(WORK TO COMPLETE)
Please set down word for word every line from the one holding "Target: jockey" to the end of the data below, both included.

(Saved entries)
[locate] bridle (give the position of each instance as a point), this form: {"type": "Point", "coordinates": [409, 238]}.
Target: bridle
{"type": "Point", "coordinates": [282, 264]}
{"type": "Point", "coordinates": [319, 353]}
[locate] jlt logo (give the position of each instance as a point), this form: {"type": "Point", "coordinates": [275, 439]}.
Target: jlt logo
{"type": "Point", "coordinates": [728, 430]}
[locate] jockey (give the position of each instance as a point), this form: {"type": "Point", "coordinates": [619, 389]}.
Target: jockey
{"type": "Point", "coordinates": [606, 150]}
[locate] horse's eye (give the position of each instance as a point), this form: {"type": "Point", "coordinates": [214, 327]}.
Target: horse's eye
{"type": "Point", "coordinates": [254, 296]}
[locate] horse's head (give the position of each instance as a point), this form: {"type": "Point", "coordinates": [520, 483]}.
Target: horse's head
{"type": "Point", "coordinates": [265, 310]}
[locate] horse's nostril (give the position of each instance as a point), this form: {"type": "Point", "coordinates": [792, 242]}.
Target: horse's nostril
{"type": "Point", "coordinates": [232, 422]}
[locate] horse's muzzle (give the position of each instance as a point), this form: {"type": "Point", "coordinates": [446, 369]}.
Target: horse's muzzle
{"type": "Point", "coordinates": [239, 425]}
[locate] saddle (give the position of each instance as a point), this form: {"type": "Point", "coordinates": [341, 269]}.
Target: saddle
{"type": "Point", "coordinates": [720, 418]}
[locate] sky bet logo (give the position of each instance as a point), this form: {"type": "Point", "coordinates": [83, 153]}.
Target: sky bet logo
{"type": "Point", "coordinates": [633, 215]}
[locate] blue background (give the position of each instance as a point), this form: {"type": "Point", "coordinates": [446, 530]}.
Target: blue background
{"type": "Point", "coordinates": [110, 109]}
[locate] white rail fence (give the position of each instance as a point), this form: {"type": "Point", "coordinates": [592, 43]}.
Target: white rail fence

(EXPECTED ANSWER)
Target: jockey
{"type": "Point", "coordinates": [606, 150]}
[locate] horse's eye (give the position of each instance as a point), this form: {"type": "Point", "coordinates": [214, 327]}.
Target: horse's eye
{"type": "Point", "coordinates": [254, 296]}
[locate] horse's head (give the position of each instance as a point), this form: {"type": "Point", "coordinates": [520, 483]}.
Target: horse's head
{"type": "Point", "coordinates": [265, 310]}
[locate] horse's nostril (give the position of each instance as a point), this form: {"type": "Point", "coordinates": [792, 242]}.
Target: horse's nostril
{"type": "Point", "coordinates": [232, 422]}
[locate] horse's muzzle (give the position of each instance as a point), this form: {"type": "Point", "coordinates": [446, 369]}.
Target: horse's muzzle
{"type": "Point", "coordinates": [239, 425]}
[locate] saddle (give the position of each instance as a point), this form: {"type": "Point", "coordinates": [341, 269]}.
Target: saddle
{"type": "Point", "coordinates": [720, 418]}
[locate] sky bet logo (give the position of each instance as a point), this form: {"type": "Point", "coordinates": [83, 153]}.
Target: sky bet logo
{"type": "Point", "coordinates": [633, 215]}
[locate] blue background (give the position of each instance as a point), this form: {"type": "Point", "coordinates": [446, 530]}.
Target: blue background
{"type": "Point", "coordinates": [110, 109]}
[locate] white rail fence (give the position of each instance as a point), this form: {"type": "Point", "coordinates": [592, 43]}.
Target: white rail fence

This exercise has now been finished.